Repeat, line for line, the entries printed below.

Collection entries:
'''

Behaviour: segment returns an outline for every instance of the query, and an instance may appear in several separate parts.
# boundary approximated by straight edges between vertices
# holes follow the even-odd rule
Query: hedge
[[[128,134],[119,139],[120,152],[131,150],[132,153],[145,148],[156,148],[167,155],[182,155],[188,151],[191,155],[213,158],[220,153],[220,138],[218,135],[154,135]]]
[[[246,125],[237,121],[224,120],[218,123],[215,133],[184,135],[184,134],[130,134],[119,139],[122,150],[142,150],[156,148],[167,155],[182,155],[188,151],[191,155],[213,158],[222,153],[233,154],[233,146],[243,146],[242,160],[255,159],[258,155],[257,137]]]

'''

## Problem solution
Behaviour: segment returns an outline for every instance of the query, and an instance may appear in several separate parts.
# boundary approximated by straight edges between vertices
# holes follow the even-odd rule
Query: hedge
[[[128,134],[119,139],[120,152],[131,150],[132,153],[145,148],[156,148],[167,155],[182,155],[188,151],[191,155],[213,158],[220,153],[220,138],[218,135],[154,135]]]
[[[246,125],[237,121],[224,120],[218,123],[215,133],[184,135],[184,134],[130,134],[119,139],[122,150],[142,150],[156,148],[167,155],[182,155],[188,151],[191,155],[213,158],[222,153],[233,154],[233,146],[243,146],[242,160],[255,159],[258,155],[257,137]]]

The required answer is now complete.